AIM> Copy the data below word for word, from the line containing "church spire, placed" through the last line of the data.

# START OF DATA TO PROCESS

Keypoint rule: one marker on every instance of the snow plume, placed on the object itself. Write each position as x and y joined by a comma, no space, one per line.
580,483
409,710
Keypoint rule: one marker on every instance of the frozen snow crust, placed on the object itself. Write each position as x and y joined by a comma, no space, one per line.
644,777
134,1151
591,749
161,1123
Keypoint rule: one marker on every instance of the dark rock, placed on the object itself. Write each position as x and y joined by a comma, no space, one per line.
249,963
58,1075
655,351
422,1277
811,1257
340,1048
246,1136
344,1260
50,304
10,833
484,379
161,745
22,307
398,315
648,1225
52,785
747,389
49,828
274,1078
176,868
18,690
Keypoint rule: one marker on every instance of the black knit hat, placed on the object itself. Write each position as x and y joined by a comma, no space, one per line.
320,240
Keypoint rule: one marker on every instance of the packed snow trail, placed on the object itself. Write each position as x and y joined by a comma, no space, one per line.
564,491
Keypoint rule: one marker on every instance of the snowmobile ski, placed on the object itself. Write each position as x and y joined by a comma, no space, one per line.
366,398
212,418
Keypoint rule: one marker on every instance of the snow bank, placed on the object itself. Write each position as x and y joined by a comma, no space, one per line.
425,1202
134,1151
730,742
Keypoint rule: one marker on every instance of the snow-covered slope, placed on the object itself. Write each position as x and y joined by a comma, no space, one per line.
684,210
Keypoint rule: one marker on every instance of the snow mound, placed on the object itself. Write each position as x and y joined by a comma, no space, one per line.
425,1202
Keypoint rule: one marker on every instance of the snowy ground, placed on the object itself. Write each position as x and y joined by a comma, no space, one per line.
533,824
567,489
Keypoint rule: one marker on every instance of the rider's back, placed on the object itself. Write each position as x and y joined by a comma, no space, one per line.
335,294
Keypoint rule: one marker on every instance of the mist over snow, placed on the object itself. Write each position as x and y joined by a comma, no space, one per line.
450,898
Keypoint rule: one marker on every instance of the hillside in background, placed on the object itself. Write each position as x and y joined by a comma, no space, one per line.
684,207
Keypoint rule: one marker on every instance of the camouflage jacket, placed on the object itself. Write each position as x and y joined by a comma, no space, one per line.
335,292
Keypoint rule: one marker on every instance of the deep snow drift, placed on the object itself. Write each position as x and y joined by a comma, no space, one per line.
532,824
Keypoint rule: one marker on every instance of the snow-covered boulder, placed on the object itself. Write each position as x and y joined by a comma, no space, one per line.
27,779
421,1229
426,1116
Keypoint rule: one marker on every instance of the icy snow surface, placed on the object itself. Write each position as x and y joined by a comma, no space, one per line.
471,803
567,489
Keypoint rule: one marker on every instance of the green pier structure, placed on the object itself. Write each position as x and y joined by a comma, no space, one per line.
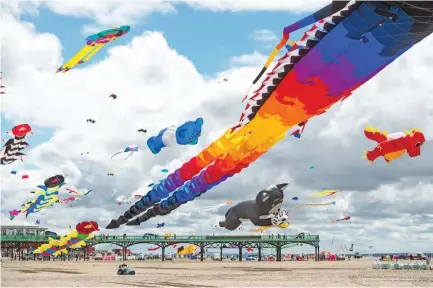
278,242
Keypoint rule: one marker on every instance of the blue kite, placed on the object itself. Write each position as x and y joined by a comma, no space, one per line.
130,148
186,134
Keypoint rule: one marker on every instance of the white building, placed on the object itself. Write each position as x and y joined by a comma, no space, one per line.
22,230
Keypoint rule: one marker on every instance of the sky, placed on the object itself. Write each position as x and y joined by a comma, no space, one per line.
165,72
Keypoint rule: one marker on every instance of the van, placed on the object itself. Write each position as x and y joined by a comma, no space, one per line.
418,256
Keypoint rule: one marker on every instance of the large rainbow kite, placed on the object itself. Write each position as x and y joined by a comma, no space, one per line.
349,43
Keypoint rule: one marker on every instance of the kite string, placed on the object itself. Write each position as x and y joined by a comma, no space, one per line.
310,204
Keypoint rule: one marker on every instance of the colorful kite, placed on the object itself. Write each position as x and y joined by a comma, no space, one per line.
11,149
78,193
1,86
349,43
394,145
186,134
47,196
94,43
83,231
325,193
345,218
130,148
188,250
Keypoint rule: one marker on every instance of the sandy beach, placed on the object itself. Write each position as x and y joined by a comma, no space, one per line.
209,274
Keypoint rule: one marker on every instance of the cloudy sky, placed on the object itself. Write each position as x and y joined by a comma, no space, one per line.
166,71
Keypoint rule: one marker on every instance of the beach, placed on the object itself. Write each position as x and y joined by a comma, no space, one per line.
209,274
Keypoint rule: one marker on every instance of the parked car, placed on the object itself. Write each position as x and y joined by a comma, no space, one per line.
419,256
270,258
357,256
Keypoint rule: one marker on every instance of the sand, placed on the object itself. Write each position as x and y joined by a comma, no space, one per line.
209,274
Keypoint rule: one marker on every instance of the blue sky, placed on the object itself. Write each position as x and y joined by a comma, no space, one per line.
208,39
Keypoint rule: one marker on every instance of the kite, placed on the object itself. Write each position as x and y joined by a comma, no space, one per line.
186,134
345,218
47,196
130,148
215,207
130,200
347,45
188,250
94,43
282,217
83,231
69,199
12,148
395,145
1,86
325,193
298,132
78,193
263,211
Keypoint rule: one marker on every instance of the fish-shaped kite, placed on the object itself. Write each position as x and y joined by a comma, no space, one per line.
130,148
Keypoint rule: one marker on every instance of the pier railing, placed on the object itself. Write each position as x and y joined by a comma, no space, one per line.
151,238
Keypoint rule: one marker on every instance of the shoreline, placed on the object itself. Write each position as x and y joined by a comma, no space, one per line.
209,274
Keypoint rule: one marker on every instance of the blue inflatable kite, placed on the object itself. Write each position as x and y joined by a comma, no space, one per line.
186,134
130,148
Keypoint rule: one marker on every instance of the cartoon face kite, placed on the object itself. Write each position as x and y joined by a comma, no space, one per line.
394,145
11,149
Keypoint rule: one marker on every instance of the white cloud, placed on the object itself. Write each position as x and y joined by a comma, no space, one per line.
264,36
157,87
254,59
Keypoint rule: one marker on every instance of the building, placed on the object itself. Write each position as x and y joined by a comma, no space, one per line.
22,230
120,252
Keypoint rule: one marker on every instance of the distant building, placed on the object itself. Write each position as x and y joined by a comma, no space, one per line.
120,252
22,230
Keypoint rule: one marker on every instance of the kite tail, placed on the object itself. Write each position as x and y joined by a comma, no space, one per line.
374,134
115,154
304,205
56,247
129,155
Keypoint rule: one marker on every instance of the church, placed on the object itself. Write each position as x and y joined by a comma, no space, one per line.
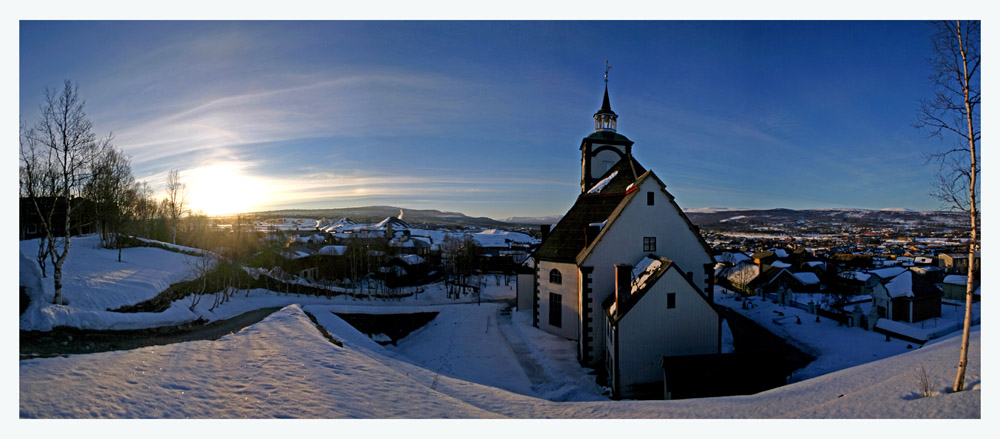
625,273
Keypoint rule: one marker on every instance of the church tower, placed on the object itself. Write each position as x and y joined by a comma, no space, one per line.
603,148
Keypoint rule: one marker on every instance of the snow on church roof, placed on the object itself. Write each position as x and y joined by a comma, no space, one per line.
643,270
603,183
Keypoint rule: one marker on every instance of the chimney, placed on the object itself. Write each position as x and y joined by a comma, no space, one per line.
710,281
590,233
623,285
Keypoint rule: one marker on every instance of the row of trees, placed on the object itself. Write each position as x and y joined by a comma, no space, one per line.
67,173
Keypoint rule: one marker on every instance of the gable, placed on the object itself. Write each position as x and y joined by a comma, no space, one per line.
631,194
567,238
667,266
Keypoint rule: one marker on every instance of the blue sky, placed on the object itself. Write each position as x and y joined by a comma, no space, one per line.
486,117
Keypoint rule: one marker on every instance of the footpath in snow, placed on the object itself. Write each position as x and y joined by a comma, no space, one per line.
283,367
469,362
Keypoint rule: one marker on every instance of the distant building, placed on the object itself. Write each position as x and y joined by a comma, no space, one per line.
623,214
907,297
954,286
957,263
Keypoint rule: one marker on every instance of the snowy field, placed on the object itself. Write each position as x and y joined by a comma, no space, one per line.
834,346
282,367
471,361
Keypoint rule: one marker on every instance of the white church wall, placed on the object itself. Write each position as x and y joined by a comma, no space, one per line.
567,291
650,330
623,243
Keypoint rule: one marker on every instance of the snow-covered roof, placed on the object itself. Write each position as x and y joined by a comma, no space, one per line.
901,286
501,238
807,277
956,279
888,273
856,275
642,270
733,257
411,259
396,223
333,250
601,184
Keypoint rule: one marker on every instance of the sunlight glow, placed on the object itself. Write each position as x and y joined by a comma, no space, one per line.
224,188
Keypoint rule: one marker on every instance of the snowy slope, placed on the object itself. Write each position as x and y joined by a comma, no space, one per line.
283,367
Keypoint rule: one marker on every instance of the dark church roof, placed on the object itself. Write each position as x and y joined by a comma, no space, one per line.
568,238
608,136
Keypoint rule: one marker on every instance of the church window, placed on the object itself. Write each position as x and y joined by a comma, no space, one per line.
649,244
555,310
555,277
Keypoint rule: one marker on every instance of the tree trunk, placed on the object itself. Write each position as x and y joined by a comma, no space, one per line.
973,212
57,281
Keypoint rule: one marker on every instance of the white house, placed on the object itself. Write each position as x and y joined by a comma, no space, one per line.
655,311
622,214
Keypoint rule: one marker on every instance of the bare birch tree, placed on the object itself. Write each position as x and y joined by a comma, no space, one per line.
954,111
62,147
176,201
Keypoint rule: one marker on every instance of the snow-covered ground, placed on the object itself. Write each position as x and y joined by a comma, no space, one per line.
282,367
94,281
471,361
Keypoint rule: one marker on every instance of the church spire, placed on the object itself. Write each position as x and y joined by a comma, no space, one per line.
606,106
605,119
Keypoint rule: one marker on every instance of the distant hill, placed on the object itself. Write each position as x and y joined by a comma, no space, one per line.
533,220
379,213
825,219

# END OF DATA TO PROCESS

THE REPLY>
Keypoint rule: one marker on every instance of the church spire, placed on the object itself. Write each position as x and y joined by a comma, no space, one per line.
606,106
605,119
Keypoint rule: one marker on every instance of the distant hill, placed on the object itself. Write each position as x and y joined by a comma, no space, one per line.
533,220
379,213
825,219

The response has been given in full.